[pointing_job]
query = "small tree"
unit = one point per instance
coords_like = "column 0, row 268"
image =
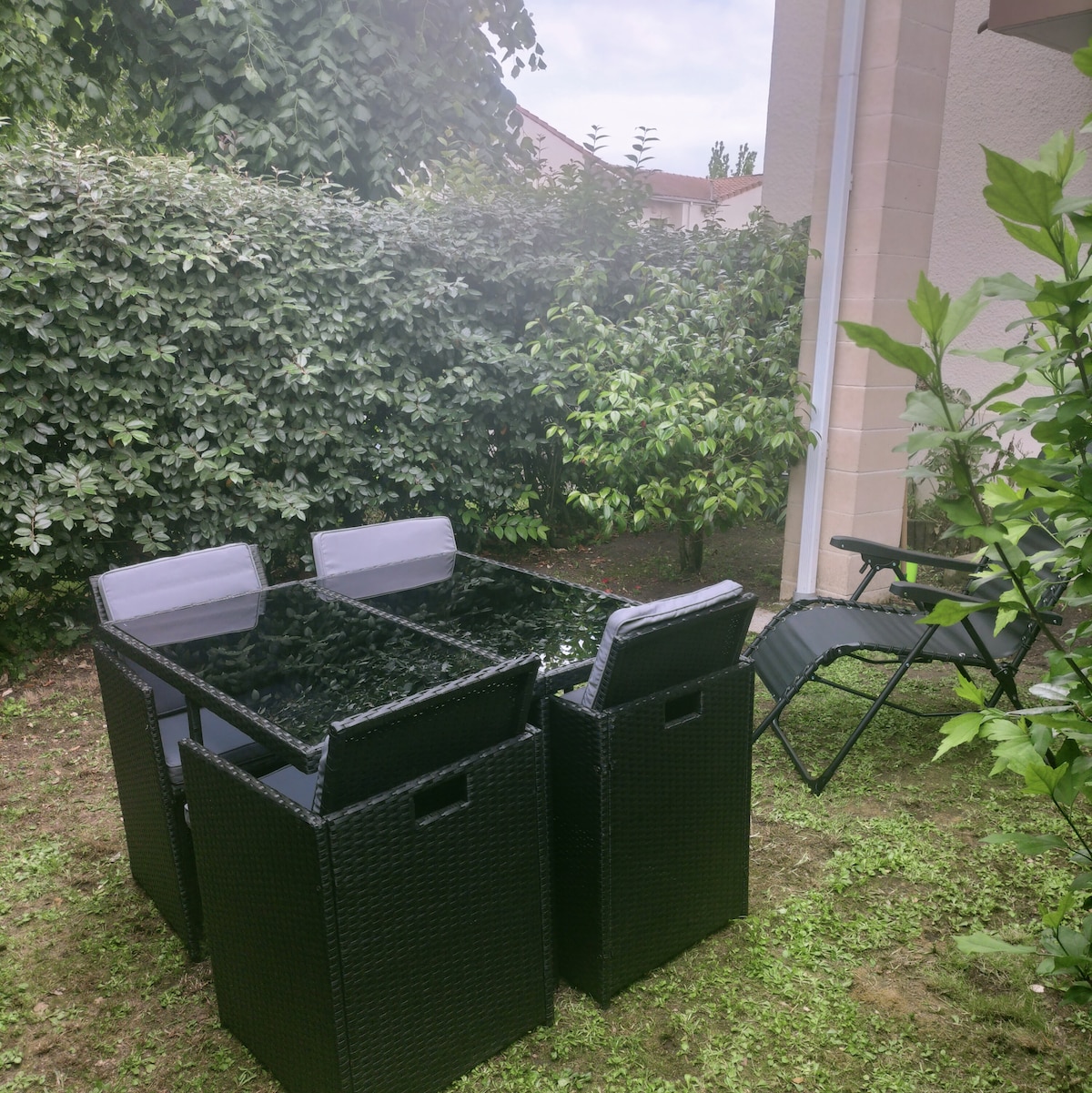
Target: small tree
column 684, row 412
column 1049, row 746
column 718, row 161
column 744, row 161
column 721, row 161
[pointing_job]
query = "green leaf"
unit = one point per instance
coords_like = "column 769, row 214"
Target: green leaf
column 898, row 353
column 948, row 612
column 1020, row 194
column 961, row 314
column 1028, row 845
column 959, row 730
column 987, row 944
column 929, row 308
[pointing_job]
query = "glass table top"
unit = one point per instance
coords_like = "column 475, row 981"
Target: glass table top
column 498, row 608
column 298, row 656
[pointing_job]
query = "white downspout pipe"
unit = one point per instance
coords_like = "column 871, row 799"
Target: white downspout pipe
column 830, row 289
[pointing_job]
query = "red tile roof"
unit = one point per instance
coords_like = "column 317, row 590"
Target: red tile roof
column 663, row 184
column 691, row 188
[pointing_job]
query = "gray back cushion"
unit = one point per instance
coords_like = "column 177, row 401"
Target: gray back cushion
column 386, row 558
column 180, row 581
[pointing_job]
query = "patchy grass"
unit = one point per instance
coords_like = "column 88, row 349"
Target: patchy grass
column 842, row 977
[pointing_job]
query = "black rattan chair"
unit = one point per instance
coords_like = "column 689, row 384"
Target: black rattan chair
column 651, row 784
column 150, row 792
column 147, row 717
column 394, row 942
column 811, row 634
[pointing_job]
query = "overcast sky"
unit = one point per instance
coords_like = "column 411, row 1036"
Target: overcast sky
column 697, row 71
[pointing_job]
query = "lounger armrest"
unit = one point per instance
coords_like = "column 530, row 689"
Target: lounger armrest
column 927, row 597
column 881, row 554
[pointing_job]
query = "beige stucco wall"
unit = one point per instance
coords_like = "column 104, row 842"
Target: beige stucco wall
column 1009, row 96
column 733, row 212
column 793, row 109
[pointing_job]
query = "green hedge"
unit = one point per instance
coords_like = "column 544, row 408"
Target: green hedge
column 191, row 357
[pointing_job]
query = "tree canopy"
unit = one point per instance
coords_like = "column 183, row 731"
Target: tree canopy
column 360, row 90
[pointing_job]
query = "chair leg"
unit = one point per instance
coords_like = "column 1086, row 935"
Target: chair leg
column 818, row 783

☆ ☆ ☆

WHAT YOU ARE ASKED TO DO: The records above need to be given again exactly. Omit the pictures.

COMPLETED TASK:
[pointing_job]
query = "small tree"
unit = one point per instance
coords_like = "column 0, row 268"
image =
Target: small tree
column 684, row 412
column 1049, row 746
column 718, row 161
column 744, row 161
column 721, row 161
[pointing_job]
query = "green leaf"
unit = one point per instance
coords_like = "column 769, row 214"
Target: green leaf
column 898, row 353
column 948, row 612
column 1020, row 194
column 961, row 314
column 1028, row 845
column 959, row 730
column 987, row 944
column 929, row 308
[pointing_job]
query = "glass table top"
unit = one point per instance
coords_like = "column 475, row 981"
Target: glass table top
column 498, row 608
column 298, row 656
[pointing_job]
query = "white downspout pipe"
unit = one point per instance
coords_like = "column 871, row 799"
Target: white downspout pipe
column 830, row 289
[pointing_job]
query = "red tile roof"
unit = one point per instance
coords_like = "column 317, row 590"
Target: red tile roof
column 663, row 184
column 691, row 188
[pointing_job]
query = "gray back cushion"
unit = one point per instance
coords_like = "column 177, row 401"
Target: gray back cushion
column 386, row 558
column 180, row 581
[pointing_job]
query = "patchy grass"
unit = one point per instance
coords_like = "column 88, row 349"
Target: patchy grass
column 842, row 977
[pointing_job]
query = "black rattan chair"
unit = one point per instance
coords_like = "column 689, row 384"
Target: black rattan chair
column 651, row 784
column 150, row 792
column 147, row 717
column 394, row 942
column 811, row 634
[pointing_job]
query = "overcast sky"
unit = one point per instance
coords_like = "column 411, row 1036"
Target: overcast sky
column 697, row 71
[pointing_job]
query = "lounger armrest"
unit = one point per instance
coords_like = "column 530, row 689"
Target: lounger armrest
column 927, row 597
column 881, row 554
[pointing_job]
query = "beige stucco wall"
unit = one point per instance
coords_like = "column 104, row 842"
Target: beige stucco wall
column 1009, row 96
column 733, row 212
column 793, row 109
[pointing_job]
query = "green hedge"
unit = one point per instance
coords_like = "column 544, row 408"
Target: green hedge
column 191, row 357
[pointing_job]
query = "tree canopy"
unit = one point per instance
coords_like = "column 183, row 731"
Target: tree canopy
column 360, row 90
[pointing_job]
query = "chair leg"
unit = one point per instance
coords_like = "column 1086, row 935"
Target: chair leg
column 818, row 783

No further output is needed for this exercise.